The Birdy's dimensions are small enough to take into offices, on buses, and to pack for travelling. It is the second smallest of the quality folding bikes (behind the Brompton), and is similar in size to the Mezzo performance folder:
Width: 35 to 39 cm
Height: 58 to 61 cm
Length: 76 to 79 cm

The front suspension is unique among bikes currently on the market. The leading arm design provides anti-dive suspension, unlike trailing arm designs. The hinged rear swingarm is suspended by a urethane bush, that can also be replaced with a gas-filled unit. The bike has always offered standard rear dropout spacing, which allows a wide range of gearing options and disc brakes. Standard options currently include: 8-speed hub gear, 8-speed derailleur, 24-speed SRAM Dual Drive hybrid gearing system, and the Rohloff Speedhub 14-speed hub gear. The more expensive models are now fitted with disc brakes.

Wheels are 18" but conversions can easily be made to the more readily available 16" size used by Brompton. For a long time there were no decent 18" tyres. Some owners have fitted 20-inch wheels to the bike (a 10th anniversary limited edition had 20" wheels as standard.

__Required tasks__:
(a) Decide whether each statement below agrees with the Birdy folding bike text. For each, answer yes or no and quote the words of the text that settle it.
(i) The Birdy is the smallest of the quality folding bikes.
(ii) The Birdy's leading arm front suspension provides anti-dive suspension.
(iii) The urethane bush that suspends the rear swingarm can be replaced with a gas-filled unit.
(b) List every gearing option that the Birdy folding bike text names as a current standard option.
(c) Extend the Birdy folding bike text with a further passage that picks up after its final sentence.

__Entries shown__:
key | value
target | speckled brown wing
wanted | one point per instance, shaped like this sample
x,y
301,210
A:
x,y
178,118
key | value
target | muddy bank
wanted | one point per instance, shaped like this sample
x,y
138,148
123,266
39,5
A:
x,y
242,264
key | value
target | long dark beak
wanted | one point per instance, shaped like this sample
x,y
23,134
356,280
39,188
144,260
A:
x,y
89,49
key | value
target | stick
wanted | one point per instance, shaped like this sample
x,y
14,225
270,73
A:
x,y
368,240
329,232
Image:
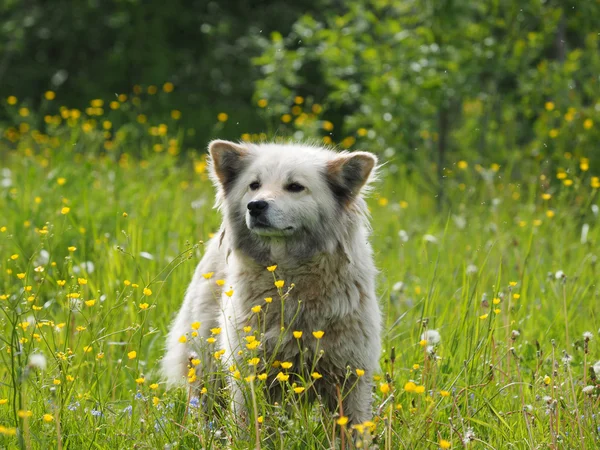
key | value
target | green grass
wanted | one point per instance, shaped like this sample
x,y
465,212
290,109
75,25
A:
x,y
440,269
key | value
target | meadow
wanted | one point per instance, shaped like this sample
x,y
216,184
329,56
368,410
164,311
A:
x,y
489,295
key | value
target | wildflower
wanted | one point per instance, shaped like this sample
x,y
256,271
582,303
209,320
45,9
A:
x,y
343,420
253,345
37,360
444,444
282,376
432,337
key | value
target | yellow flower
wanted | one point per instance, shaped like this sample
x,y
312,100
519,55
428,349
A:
x,y
23,414
410,387
343,420
282,376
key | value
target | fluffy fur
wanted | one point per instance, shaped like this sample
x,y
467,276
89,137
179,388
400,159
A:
x,y
318,237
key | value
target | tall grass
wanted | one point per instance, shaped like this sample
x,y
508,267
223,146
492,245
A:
x,y
490,306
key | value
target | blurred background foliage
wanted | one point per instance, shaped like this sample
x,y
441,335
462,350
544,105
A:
x,y
498,81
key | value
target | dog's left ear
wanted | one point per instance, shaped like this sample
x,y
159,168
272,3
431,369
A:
x,y
227,159
348,173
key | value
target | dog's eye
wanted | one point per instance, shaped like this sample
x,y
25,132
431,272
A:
x,y
294,187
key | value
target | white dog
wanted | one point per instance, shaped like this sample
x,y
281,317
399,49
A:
x,y
300,208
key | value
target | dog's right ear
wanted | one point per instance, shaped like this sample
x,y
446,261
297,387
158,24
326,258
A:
x,y
227,159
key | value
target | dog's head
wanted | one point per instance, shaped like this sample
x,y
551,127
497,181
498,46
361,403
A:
x,y
287,196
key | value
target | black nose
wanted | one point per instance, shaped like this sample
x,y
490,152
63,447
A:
x,y
257,207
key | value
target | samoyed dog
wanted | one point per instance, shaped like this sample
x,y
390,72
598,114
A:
x,y
285,291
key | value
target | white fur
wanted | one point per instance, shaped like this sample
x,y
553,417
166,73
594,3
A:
x,y
319,243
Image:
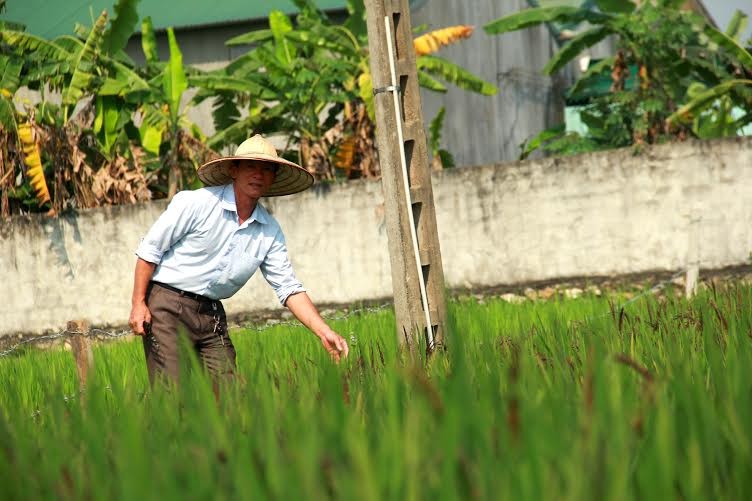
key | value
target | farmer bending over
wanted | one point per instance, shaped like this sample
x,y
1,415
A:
x,y
205,247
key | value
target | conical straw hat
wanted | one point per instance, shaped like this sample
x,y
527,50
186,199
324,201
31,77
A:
x,y
291,177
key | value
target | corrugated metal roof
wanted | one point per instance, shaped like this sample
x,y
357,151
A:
x,y
51,18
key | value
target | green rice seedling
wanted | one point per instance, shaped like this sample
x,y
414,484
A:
x,y
583,398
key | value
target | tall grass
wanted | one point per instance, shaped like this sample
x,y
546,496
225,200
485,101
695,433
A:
x,y
566,399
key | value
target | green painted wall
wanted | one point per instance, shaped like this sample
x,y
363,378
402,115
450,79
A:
x,y
51,18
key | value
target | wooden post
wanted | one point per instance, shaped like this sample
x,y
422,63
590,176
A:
x,y
400,137
693,258
81,348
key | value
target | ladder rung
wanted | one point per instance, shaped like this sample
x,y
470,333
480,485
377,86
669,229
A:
x,y
402,68
416,194
434,317
411,130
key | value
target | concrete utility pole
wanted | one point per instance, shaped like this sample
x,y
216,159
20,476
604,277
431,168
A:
x,y
417,274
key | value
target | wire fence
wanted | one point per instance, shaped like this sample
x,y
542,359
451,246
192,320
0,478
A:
x,y
104,334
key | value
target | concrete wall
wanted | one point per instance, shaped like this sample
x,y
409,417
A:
x,y
598,214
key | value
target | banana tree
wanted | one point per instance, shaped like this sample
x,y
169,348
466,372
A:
x,y
665,48
712,110
311,81
90,71
166,132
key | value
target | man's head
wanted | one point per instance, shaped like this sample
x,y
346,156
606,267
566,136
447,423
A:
x,y
252,178
287,178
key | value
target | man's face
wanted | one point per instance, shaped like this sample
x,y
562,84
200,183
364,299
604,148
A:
x,y
252,179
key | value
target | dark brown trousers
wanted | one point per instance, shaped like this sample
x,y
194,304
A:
x,y
202,321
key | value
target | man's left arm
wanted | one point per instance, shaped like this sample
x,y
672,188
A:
x,y
304,310
278,272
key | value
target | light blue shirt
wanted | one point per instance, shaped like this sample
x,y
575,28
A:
x,y
198,246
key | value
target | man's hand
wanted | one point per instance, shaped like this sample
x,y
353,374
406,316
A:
x,y
301,306
140,315
334,344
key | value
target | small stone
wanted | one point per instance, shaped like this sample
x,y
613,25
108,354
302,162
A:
x,y
546,293
513,298
592,289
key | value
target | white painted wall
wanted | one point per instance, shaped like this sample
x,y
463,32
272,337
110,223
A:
x,y
598,214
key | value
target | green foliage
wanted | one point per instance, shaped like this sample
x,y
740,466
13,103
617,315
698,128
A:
x,y
441,157
121,28
83,64
536,16
149,41
662,52
567,399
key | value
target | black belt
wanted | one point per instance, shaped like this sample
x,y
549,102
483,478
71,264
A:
x,y
191,295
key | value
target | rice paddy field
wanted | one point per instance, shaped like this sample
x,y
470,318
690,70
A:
x,y
559,399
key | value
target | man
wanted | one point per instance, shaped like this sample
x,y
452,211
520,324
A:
x,y
205,247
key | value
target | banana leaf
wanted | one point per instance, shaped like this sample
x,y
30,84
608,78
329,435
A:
x,y
149,41
174,81
704,99
575,46
10,73
533,17
84,64
121,26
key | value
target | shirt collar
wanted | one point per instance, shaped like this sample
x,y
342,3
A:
x,y
228,202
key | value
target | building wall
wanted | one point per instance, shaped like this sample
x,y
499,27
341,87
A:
x,y
477,129
601,214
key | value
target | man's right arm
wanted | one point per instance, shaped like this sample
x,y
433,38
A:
x,y
140,313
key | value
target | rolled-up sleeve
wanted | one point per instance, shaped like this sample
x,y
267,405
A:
x,y
171,226
278,272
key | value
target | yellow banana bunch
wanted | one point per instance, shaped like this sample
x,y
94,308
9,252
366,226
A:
x,y
33,162
431,42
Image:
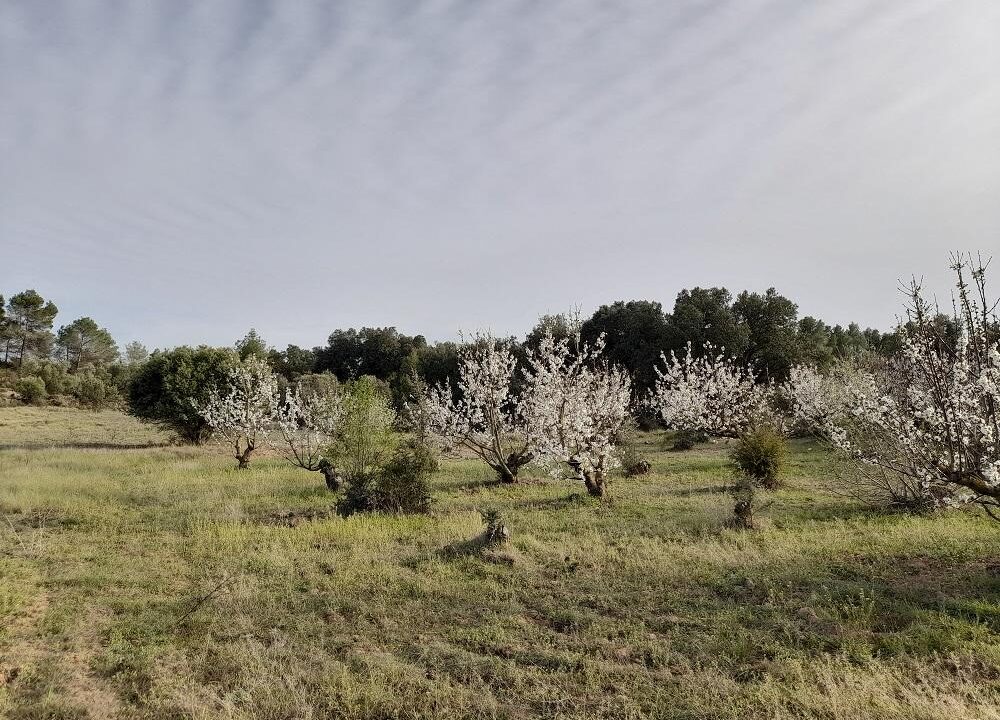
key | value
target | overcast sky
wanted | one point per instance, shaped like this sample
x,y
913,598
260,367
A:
x,y
182,171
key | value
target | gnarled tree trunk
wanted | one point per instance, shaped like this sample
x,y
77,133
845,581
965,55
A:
x,y
329,475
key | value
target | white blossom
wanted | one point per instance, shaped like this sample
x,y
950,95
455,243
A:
x,y
307,421
709,393
575,408
927,420
483,415
242,416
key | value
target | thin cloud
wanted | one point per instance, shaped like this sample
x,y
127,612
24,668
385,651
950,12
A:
x,y
300,166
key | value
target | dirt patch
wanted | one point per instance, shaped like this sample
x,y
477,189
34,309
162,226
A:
x,y
294,518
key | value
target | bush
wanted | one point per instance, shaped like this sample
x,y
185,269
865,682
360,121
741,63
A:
x,y
31,389
759,456
95,392
401,486
687,439
166,387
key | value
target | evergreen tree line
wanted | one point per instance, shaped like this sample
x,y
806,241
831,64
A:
x,y
762,330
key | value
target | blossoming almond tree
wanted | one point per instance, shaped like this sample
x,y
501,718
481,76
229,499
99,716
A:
x,y
708,393
483,417
307,421
242,416
575,408
929,419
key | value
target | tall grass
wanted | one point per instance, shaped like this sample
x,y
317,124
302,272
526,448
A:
x,y
159,582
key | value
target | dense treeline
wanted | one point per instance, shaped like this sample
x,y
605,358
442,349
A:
x,y
78,363
81,361
759,329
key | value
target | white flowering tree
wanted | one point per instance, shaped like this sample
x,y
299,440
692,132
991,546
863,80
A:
x,y
575,409
307,421
483,415
242,415
928,420
709,393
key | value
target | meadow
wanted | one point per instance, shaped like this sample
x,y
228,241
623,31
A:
x,y
140,579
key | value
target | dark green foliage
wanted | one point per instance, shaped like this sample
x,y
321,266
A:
x,y
401,485
760,456
382,353
813,341
83,343
770,323
31,389
252,345
163,388
635,333
438,362
495,530
27,327
687,439
560,326
705,315
96,390
292,362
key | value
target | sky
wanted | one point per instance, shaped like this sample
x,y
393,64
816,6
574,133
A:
x,y
184,170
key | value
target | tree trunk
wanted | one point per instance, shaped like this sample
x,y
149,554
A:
x,y
243,459
594,481
506,474
330,475
743,515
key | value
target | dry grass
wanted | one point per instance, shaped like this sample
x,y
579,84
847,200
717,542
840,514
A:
x,y
640,607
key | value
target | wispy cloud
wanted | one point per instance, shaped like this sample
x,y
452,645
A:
x,y
184,169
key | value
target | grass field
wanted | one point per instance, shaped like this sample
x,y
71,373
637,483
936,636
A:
x,y
139,579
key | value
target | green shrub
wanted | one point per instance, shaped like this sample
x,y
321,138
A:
x,y
96,392
759,456
31,389
687,439
166,387
400,486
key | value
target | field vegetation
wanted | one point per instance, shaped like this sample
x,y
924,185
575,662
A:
x,y
141,579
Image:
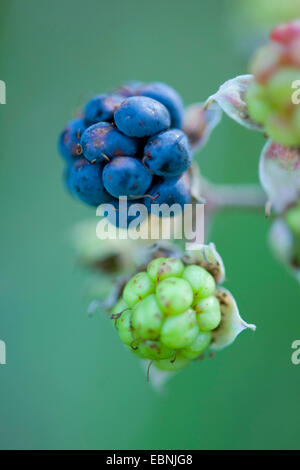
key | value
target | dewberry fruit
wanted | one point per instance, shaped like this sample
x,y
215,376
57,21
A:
x,y
101,108
153,267
155,350
168,97
180,330
167,314
126,134
174,295
147,318
126,176
124,328
276,66
102,142
168,154
137,288
129,88
201,281
85,182
69,140
139,116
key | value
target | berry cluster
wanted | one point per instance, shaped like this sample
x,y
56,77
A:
x,y
276,67
129,143
167,313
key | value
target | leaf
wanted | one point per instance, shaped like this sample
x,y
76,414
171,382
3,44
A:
x,y
279,173
231,324
199,122
208,258
231,99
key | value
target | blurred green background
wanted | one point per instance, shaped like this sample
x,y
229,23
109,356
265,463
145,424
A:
x,y
68,382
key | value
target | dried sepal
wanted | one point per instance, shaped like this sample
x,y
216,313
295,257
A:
x,y
231,99
279,173
199,122
231,323
208,258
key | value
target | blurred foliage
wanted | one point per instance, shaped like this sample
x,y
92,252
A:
x,y
68,382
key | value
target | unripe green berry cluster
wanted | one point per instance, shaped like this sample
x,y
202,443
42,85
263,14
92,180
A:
x,y
276,68
167,313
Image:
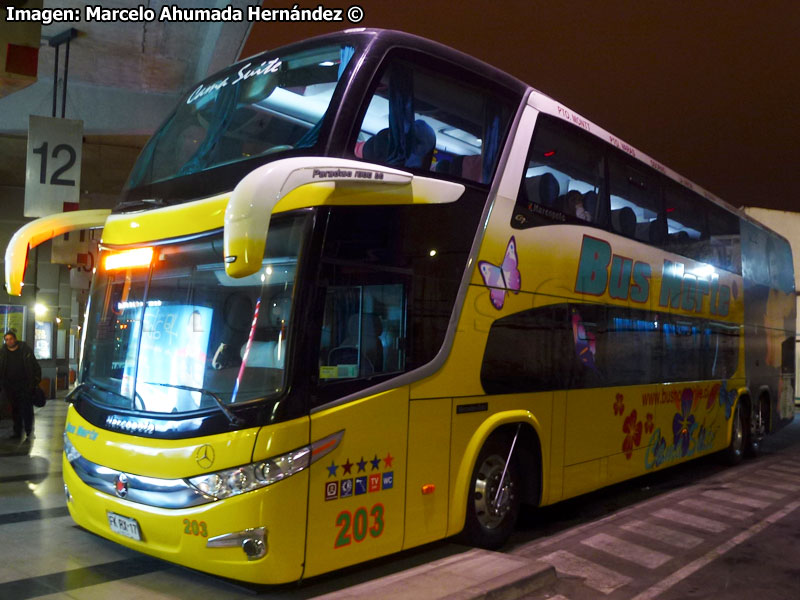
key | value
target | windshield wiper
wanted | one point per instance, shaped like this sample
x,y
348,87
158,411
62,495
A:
x,y
81,387
226,411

__Responses per task__:
(a)
(i) No: "It is the second smallest of the quality folding bikes (behind the Brompton)".
(ii) Yes: "The leading arm design provides anti-dive suspension".
(iii) Yes: "The hinged rear swingarm is suspended by a urethane bush, that can also be replaced with a gas-filled unit".

(b)
- 8-speed hub gear
- 8-speed derailleur
- 24-speed SRAM Dual Drive hybrid gearing system
- Rohloff Speedhub 14-speed hub gear

(c)
For folding, the rear suspension tucks under the frame, the front suspension is unclipped and hinges back under the frame, and the seat post is collapsed. Lastly the handlebars hinge downward. The front wheel can be left unfolded if the package is to be wheeled, for example when boarding public transport. Folding is relatively more complicated than for a Brompton and takes slightly longer.

Folding a Mark 1 Birdy bike

Available accessories are mudguards, front and rear folding racks, bags, lighting sets and some upmarket extra components sold in Singapore and Hong Kong, like gas suspension units and upgraded chain tensioners for folding. Two optional rear racks are available, the SL Carrier and the Expedition Carrier. The former mounts directly to the swingarm, and allows only the use of a rack-top bag. The latter is a folding 16mm tubular rack mounted on pivots on both the main frame and the swingarm, which allows use of small panniers (e.g. Ortlieb Front Roller) when mudguards (fenders) are fitted. The mounting pivots for this rack have only been fitted to frames since 2003. Both racks are available with rollers which allows the Birdy to roll when folded.

A slightly lighter Mark 2 monocoque frame, with greater support for the seatpost (top picture), was introduced in 2006 along with new component choices. The Mark 1 continued to appear with a slightly updated frame on some models, notably the World Comfort (7 speed Nexus, 14.2 kg and the 'Birdy Classic' of 2020. Mark 1 frames were available in Asia from a third party, badged as Rhine and produced in China or the Philippines.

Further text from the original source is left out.